• Treść zadania: Policz wiersze poniższych rekordów, w których występuje ciąg „marking”, z uwzględnieniem wielkości liter. Podaj wyłącznie liczbę.

------ Dane wejściowe ------

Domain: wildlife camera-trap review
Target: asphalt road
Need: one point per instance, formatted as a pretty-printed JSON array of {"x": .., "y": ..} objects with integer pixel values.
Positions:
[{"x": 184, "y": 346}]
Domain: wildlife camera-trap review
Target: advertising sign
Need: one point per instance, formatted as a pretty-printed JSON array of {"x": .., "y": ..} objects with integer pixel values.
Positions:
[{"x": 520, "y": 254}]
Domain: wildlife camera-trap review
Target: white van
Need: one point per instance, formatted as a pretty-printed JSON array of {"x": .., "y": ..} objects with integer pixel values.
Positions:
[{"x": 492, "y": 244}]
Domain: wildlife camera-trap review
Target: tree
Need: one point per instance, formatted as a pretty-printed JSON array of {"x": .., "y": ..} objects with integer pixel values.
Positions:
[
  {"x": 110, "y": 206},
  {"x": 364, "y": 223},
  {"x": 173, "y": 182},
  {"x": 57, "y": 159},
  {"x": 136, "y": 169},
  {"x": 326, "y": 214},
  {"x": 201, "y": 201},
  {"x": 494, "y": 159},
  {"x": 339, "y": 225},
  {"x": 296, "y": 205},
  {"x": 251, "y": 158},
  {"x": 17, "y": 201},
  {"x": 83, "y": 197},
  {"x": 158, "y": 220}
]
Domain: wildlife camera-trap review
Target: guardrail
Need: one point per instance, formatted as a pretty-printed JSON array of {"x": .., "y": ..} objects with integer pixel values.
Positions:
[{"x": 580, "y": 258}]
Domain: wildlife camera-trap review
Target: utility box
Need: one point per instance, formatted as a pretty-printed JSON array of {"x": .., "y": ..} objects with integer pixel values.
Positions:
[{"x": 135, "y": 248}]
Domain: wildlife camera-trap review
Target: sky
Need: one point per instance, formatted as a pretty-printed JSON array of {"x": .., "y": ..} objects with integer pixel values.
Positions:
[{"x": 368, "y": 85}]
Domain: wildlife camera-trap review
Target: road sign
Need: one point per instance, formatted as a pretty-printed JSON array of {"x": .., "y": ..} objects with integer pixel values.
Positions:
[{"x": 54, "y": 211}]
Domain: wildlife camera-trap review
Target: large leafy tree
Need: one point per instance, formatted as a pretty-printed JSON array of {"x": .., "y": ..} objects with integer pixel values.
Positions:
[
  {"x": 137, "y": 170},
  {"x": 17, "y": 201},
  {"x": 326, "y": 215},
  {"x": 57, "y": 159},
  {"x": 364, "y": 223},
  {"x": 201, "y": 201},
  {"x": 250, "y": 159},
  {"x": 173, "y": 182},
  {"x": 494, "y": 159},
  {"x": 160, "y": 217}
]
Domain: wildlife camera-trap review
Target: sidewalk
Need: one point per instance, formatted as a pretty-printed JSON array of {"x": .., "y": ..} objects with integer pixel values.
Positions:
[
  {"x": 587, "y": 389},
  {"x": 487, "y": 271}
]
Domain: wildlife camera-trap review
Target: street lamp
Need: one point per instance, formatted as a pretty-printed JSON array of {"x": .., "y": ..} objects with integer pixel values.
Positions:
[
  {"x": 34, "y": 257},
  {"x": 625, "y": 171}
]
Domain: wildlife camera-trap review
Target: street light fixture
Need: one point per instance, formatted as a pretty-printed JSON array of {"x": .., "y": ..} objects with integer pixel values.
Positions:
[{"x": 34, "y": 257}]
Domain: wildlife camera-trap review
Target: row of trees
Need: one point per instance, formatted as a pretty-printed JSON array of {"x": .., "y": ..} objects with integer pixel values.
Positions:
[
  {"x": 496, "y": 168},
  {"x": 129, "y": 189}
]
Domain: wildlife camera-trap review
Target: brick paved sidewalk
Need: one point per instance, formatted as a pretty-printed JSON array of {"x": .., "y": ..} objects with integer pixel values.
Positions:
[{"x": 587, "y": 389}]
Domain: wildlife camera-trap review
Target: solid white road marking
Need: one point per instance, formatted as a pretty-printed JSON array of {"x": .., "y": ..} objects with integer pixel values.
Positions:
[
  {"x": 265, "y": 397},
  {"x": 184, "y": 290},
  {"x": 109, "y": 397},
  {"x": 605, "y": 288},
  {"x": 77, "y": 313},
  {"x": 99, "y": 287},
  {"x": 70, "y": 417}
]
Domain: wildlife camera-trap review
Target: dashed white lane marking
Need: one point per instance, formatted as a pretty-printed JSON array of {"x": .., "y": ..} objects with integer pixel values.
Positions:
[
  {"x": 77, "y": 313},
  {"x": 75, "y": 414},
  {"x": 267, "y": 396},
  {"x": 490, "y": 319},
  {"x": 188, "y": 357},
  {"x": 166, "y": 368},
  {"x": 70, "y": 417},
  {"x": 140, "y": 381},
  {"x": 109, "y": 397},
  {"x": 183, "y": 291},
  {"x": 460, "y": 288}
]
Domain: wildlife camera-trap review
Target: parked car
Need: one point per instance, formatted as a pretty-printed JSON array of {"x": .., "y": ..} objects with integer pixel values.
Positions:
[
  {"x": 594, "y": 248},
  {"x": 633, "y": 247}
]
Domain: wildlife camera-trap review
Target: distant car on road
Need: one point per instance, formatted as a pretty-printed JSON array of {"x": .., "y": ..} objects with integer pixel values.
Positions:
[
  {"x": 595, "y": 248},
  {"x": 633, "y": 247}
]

------

• Odpowiedź: 2